WHAT YOU WILL DO:
Starting from the line that contains "[pin] beaver nose", reproduce each line exactly through the end of the material, and include no other lines.

A block of data:
########################################

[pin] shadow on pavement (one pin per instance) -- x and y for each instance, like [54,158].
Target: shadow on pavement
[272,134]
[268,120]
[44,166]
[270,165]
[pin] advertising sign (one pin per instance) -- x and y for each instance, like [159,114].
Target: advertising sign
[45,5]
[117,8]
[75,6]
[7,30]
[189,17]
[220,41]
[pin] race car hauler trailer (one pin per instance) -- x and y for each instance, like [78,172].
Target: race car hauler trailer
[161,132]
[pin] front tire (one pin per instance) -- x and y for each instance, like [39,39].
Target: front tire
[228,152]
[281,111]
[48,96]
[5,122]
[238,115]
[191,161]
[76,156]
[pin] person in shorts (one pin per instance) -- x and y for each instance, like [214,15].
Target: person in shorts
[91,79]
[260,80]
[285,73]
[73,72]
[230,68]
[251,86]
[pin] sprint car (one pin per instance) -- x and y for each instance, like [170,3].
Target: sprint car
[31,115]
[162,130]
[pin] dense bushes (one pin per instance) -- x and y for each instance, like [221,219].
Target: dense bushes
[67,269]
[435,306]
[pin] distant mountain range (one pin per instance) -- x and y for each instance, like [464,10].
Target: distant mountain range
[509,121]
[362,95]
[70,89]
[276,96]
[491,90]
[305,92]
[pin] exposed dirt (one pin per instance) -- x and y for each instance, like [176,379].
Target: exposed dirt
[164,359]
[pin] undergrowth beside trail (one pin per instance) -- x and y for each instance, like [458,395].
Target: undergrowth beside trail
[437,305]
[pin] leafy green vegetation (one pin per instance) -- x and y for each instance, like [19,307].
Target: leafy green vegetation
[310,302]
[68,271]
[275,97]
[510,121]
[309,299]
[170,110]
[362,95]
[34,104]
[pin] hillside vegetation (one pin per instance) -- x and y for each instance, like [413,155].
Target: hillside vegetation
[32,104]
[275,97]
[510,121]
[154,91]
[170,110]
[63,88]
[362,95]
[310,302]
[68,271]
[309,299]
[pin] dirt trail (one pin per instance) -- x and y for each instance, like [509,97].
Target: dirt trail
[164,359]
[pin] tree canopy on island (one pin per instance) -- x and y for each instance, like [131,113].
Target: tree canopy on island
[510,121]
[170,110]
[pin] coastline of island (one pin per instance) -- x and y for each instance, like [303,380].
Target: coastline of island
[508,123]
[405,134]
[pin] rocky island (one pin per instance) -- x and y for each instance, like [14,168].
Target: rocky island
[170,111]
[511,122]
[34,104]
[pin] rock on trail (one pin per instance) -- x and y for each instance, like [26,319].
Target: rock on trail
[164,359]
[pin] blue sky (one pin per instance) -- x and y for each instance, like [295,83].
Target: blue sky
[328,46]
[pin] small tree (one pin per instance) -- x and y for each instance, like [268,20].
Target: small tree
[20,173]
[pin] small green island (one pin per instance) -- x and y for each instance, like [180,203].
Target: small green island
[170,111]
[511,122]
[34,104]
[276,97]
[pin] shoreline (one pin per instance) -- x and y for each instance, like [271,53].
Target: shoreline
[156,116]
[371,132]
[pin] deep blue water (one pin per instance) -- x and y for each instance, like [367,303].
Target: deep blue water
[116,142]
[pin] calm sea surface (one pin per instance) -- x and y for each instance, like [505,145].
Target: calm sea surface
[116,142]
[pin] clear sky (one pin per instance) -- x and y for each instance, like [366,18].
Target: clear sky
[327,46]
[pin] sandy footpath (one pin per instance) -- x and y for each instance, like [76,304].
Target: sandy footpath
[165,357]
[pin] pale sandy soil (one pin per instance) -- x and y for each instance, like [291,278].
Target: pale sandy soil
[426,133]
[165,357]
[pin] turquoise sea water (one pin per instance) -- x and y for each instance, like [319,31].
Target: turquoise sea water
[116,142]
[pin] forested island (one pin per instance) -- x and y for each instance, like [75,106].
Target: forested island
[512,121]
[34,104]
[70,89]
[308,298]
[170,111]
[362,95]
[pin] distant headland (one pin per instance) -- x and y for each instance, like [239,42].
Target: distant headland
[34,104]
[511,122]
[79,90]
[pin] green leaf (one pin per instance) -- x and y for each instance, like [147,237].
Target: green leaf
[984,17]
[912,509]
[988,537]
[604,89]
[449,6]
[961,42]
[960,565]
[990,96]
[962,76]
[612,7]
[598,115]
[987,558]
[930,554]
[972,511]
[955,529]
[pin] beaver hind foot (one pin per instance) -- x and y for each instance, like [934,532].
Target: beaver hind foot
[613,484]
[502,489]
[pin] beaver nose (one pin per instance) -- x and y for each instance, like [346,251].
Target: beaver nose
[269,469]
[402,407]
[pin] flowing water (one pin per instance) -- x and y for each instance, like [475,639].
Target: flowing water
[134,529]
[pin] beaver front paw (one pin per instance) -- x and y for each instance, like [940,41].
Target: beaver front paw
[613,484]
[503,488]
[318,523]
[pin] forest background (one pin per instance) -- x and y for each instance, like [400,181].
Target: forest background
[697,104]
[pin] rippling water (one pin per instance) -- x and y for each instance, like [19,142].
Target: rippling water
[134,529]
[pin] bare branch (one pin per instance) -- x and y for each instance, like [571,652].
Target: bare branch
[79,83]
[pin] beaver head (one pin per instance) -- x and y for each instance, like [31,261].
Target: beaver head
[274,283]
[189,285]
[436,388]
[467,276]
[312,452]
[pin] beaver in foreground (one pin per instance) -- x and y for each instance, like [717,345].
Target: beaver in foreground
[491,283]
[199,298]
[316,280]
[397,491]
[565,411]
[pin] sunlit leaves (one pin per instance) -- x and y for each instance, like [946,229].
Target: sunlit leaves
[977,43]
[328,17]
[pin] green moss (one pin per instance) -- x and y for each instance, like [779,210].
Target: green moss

########################################

RESULT FOR THIS TASK:
[pin] beaver nose (one pin per instance) -- x and y for each instance, like [346,251].
Target: beaver nose
[269,469]
[402,407]
[pin] flowing water (one pin per instance) -- x and y for each instance, like [475,639].
Target: flowing water
[134,529]
[pin] beaver front paw (one pin per instance) -- x and y for each instance, like [940,41].
Target: beaver front paw
[613,484]
[503,488]
[318,523]
[pin] forest background (one pin per instance) -- x and y for each instance, like [400,181].
Target: forest background
[697,104]
[pin] rippling water (one pin per instance) -- x and y for each instance, like [19,142].
Target: rippling water
[134,529]
[pin] bare branch (one pin per instance) -- x and y for each instance, like [571,652].
Target: bare branch
[79,83]
[pin] beaver head (one pin per instance) -- x and y for each instance, like [31,261].
Target: beaver head
[274,283]
[189,285]
[436,388]
[467,276]
[312,452]
[pin] beaver in foreground (one pin per instance) -- x and y for each instance, like [717,345].
Target: beaver in foreground
[491,283]
[199,298]
[316,280]
[397,491]
[565,411]
[pin] sunlit leaves (one pin per instance) -- x and y for each instance, like [946,229].
Target: sunlit leaves
[977,43]
[328,17]
[pin] green moss (one pin per instance) -- x and y for each instance, like [779,210].
Target: green moss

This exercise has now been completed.